Consigne - Dressez la liste de toutes les personnes désignées par leur nom dans l'article sur l'élection à la Ligue maronite.

---------- Texte présenté ----------

L'élection du bureau exécutif aura lieu le 6 juillet La Ligue maronite se prépare à une véritable bataille Plusieurs candidats déjà en lice

Dissensions, luttes intestines, campagnes discrètes et réunions conciliatoires, c’est une image assez trouble que donne la Ligue maronite à la veille de l’élection, le 6 juillet, des 15 membres de son conseil exécutif dont le président et le vice-président. Les 600 membres (sur 1300 inscrits) ayant acquitté leur cotisation (50000 L.L. par an) et pouvant donc voter apparaissent plus divisés que jamais entre de grands blocs et de petits candidats, chacun affirmant avoir toutes ses chances.
C’est que cette année — et pour la première fois depuis longtemps — les élections au sein de la Ligue font bouger la scène maronite. Il est vrai qu’elles interviennent après la publication de l’exhortation apostolique et l’appel du pape à renforcer les structures laïques qui devraient épauler l’Eglise dans sa mission. Les partis chrétiens — anciens ou nés avec la guerre — étant plus ou moins discrédités, ils tentent aujourd’hui, aux côtés des piliers traditionnels de la Ligue, de se tailler une place au sein du prochain conseil exécutif. Résultat: les élections en préparation s’annoncent particulièrement complexes, défaisant d’anciennes alliances et en créant de nouvelles.

Tentative d’assainir
les rangs

«C’est un signe de vitalité et de démocratie», déclarent les plus optimistes. Et de fait, au sein de la Ligue, fondée en 1952 et qui, depuis la guerre, avait été plutôt marginalisée, les événements se précipitent.
Tout a commencé il y a deux mois avec une première initiative lancée par l’ancien député Fouad Saad. Avec l’aide de Me Emile Rahmé et, naturellement, de M. Pierre Hélou, il avait voulu réconcilier les partis chrétiens ennemis, dans une tentative d’assainir les rangs chrétiens à la veille des élections au sein de la Ligue. D’ailleurs, la Ligue maronite avait proposé de parrainer ces réunions, mais les participants avaient préféré tenter d’abord leur chance sans tutelle.

---------- Données fournies ----------

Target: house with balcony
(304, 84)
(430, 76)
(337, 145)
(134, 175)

----------

Réponse attendue -
- Fouad Saad
- Emile Rahmé
- Pierre Hélou